■ **SHORT EXERCISE**: Copy out the data exactly, leaving the pictures behind.

■ **EXCERPTED RECORDS**:
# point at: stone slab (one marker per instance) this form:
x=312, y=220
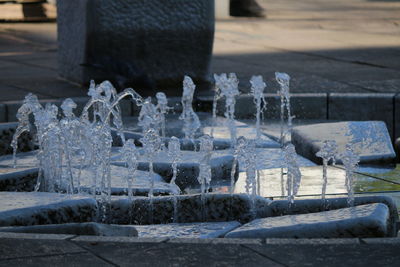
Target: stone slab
x=119, y=185
x=330, y=255
x=360, y=221
x=33, y=208
x=188, y=168
x=19, y=179
x=217, y=208
x=272, y=158
x=370, y=138
x=90, y=228
x=397, y=117
x=147, y=57
x=304, y=106
x=18, y=247
x=187, y=230
x=154, y=254
x=281, y=207
x=67, y=259
x=24, y=160
x=311, y=182
x=362, y=107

■ **EXERCISE ANSWER**:
# point at: stone slab (one marker per instance) this form:
x=312, y=220
Target: stone slab
x=119, y=185
x=330, y=255
x=360, y=221
x=33, y=208
x=188, y=168
x=19, y=179
x=217, y=208
x=272, y=158
x=370, y=138
x=90, y=228
x=397, y=117
x=147, y=57
x=304, y=106
x=18, y=247
x=187, y=230
x=154, y=254
x=281, y=207
x=67, y=259
x=24, y=160
x=311, y=182
x=362, y=107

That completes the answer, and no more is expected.